Output every line of the entries from the line containing "The service SHOULD place a point on the stony" through the last, exactly, with no other content.

**** Source data

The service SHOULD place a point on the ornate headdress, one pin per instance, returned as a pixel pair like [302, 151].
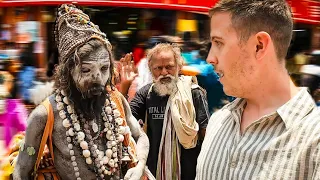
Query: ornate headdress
[73, 29]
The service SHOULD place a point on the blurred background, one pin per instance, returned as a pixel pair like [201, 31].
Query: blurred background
[28, 53]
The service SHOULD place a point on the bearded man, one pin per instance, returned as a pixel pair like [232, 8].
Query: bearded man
[175, 114]
[91, 124]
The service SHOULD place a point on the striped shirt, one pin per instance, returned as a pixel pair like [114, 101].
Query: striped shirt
[282, 145]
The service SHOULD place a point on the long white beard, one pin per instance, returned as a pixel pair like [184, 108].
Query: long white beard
[164, 89]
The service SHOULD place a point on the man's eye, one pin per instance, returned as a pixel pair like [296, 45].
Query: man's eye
[85, 70]
[218, 43]
[104, 68]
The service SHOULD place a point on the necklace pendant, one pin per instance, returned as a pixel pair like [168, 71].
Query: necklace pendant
[95, 127]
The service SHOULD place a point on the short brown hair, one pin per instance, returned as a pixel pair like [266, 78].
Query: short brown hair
[252, 16]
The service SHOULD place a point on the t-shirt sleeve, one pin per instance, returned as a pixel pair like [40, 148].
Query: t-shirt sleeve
[138, 103]
[201, 107]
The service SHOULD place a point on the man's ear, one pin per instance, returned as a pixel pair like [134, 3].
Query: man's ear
[262, 44]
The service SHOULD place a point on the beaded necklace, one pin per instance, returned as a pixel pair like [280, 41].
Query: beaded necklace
[106, 161]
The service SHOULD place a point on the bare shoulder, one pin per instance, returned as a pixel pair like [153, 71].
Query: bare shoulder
[37, 118]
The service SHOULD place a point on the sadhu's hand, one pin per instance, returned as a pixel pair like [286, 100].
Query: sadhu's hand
[134, 173]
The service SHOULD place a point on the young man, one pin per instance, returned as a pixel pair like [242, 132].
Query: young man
[92, 126]
[175, 114]
[272, 130]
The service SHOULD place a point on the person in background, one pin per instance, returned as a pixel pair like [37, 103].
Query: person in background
[27, 73]
[271, 131]
[175, 113]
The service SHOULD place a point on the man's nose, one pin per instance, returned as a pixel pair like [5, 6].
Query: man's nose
[212, 58]
[164, 71]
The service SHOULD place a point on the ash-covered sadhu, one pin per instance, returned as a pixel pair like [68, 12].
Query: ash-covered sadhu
[93, 124]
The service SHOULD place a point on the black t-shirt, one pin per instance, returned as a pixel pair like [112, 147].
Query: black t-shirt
[153, 105]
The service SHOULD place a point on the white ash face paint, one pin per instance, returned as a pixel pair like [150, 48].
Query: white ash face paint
[93, 71]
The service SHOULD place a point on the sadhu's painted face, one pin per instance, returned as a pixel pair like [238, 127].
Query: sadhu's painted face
[93, 72]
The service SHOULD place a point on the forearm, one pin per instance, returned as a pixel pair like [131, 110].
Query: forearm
[29, 147]
[24, 166]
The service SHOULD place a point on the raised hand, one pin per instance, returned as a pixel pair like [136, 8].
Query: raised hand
[127, 73]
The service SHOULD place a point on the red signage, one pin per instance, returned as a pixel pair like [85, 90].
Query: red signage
[306, 11]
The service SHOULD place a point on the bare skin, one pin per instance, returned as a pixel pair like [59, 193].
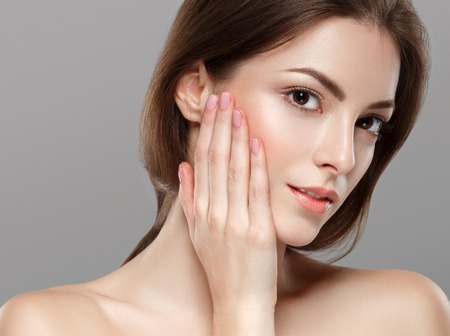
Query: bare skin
[162, 292]
[220, 265]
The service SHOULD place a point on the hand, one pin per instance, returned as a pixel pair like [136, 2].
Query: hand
[226, 203]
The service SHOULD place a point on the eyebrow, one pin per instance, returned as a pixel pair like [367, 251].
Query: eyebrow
[336, 90]
[323, 79]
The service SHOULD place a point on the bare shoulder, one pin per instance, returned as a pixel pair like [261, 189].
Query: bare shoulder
[364, 302]
[62, 310]
[404, 302]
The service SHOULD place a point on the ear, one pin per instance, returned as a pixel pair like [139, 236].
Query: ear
[193, 90]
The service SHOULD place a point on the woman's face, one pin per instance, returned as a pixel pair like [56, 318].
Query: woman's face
[318, 103]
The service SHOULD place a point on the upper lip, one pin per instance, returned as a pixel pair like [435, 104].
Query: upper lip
[319, 191]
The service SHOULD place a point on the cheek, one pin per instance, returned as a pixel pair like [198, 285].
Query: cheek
[363, 159]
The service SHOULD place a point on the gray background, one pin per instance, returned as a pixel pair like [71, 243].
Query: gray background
[73, 198]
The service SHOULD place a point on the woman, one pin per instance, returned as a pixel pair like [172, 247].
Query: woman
[265, 129]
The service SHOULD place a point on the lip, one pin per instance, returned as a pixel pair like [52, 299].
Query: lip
[315, 199]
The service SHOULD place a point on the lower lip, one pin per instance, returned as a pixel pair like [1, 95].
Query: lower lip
[310, 203]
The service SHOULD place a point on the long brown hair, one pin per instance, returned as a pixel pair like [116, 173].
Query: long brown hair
[226, 33]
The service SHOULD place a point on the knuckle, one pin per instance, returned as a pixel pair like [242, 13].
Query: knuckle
[215, 220]
[214, 156]
[256, 193]
[233, 175]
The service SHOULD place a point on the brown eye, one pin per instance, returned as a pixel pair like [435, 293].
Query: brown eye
[301, 97]
[304, 99]
[371, 124]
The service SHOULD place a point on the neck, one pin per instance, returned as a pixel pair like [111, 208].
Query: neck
[170, 270]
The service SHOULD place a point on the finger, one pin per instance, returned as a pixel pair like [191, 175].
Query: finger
[186, 194]
[239, 169]
[219, 157]
[201, 169]
[259, 199]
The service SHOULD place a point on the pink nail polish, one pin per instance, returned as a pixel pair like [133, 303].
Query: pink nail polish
[225, 100]
[255, 146]
[237, 118]
[211, 104]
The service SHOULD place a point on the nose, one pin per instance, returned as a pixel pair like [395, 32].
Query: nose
[334, 149]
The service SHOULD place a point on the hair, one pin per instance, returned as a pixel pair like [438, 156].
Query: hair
[223, 34]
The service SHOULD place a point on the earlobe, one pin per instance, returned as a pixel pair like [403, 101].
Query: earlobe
[192, 92]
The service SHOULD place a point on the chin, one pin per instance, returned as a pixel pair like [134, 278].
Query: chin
[297, 235]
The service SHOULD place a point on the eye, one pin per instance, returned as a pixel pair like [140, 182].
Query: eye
[304, 98]
[371, 124]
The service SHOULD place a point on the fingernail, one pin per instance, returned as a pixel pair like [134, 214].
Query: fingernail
[211, 104]
[255, 146]
[180, 172]
[225, 99]
[237, 118]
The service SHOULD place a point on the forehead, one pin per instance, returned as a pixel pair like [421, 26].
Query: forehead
[344, 49]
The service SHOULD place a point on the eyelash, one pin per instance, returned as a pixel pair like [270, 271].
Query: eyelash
[311, 93]
[384, 128]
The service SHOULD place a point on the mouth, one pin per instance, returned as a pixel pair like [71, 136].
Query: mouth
[315, 199]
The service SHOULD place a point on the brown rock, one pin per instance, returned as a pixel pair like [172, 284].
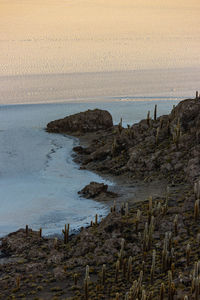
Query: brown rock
[93, 189]
[88, 121]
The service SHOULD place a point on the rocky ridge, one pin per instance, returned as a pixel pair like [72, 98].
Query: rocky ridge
[147, 250]
[168, 146]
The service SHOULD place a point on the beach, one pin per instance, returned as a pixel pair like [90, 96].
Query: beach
[140, 248]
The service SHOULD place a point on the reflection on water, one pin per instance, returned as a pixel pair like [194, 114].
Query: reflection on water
[38, 179]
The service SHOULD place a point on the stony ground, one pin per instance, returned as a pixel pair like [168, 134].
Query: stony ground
[147, 250]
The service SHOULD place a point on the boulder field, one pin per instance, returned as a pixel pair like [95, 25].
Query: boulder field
[166, 147]
[145, 250]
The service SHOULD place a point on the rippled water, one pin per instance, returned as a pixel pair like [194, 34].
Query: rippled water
[38, 179]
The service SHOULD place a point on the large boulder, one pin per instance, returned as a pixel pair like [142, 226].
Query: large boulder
[88, 121]
[93, 189]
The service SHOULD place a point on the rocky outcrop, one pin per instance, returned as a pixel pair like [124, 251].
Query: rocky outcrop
[88, 121]
[95, 189]
[168, 146]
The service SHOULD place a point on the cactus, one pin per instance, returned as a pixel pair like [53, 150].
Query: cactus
[188, 250]
[196, 210]
[162, 291]
[126, 209]
[86, 282]
[197, 189]
[138, 216]
[169, 285]
[26, 230]
[66, 233]
[117, 270]
[148, 118]
[150, 203]
[120, 128]
[126, 296]
[161, 123]
[153, 266]
[157, 134]
[96, 219]
[176, 225]
[198, 239]
[114, 147]
[103, 274]
[129, 271]
[114, 206]
[155, 112]
[117, 296]
[75, 279]
[55, 243]
[18, 282]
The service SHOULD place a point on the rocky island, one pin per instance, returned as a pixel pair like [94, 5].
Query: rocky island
[144, 250]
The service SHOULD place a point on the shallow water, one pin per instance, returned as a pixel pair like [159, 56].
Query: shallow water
[38, 179]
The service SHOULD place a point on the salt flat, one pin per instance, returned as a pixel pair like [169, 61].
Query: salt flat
[95, 48]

********

● Response to this exercise:
The service SHOULD place a point on the stony ground, one pin per instance, returned as a pixel pair like [168, 134].
Query: stony ground
[147, 250]
The service SHOULD place a point on the boulder field, one pin per instance, returned as a pixel pair like [95, 25].
Query: boulder field
[166, 147]
[145, 250]
The service SHOULD place a point on the rippled water, one pin per instance, returned as a pixel pair like [194, 34].
Query: rippled water
[38, 179]
The service SHOULD place a point on the large boulder, one pin per instance, returned as a pixel pair like [142, 226].
Query: large boulder
[88, 121]
[93, 189]
The service SHOULD place a point on the rocky outcrop, one pin per instance, returned as a pixel pair like [124, 251].
Query: rocky outcrop
[88, 121]
[95, 189]
[168, 146]
The service SHOULD place a point on the cactus, one pin per instance, returned as a pixel pair like [53, 150].
Query: cactus
[188, 250]
[196, 210]
[162, 291]
[126, 209]
[86, 282]
[197, 189]
[138, 216]
[169, 285]
[26, 230]
[66, 233]
[117, 270]
[148, 118]
[150, 203]
[120, 128]
[126, 296]
[161, 123]
[153, 266]
[157, 134]
[96, 219]
[176, 225]
[198, 239]
[114, 147]
[103, 274]
[129, 271]
[114, 206]
[155, 112]
[117, 296]
[75, 279]
[55, 243]
[18, 282]
The service SHOULD place a point on the rocky island, one pin per instance, returned as a pixel pair like [94, 5].
Query: rocky island
[144, 250]
The service SHOULD place a point on the shallow water, one pin per instance, returned as a pixel pair like [159, 56].
Query: shallow water
[38, 179]
The service SHOULD place a point on the salt flat, one pin per instance, returned as a pixel pair like [169, 61].
Query: salt flat
[95, 48]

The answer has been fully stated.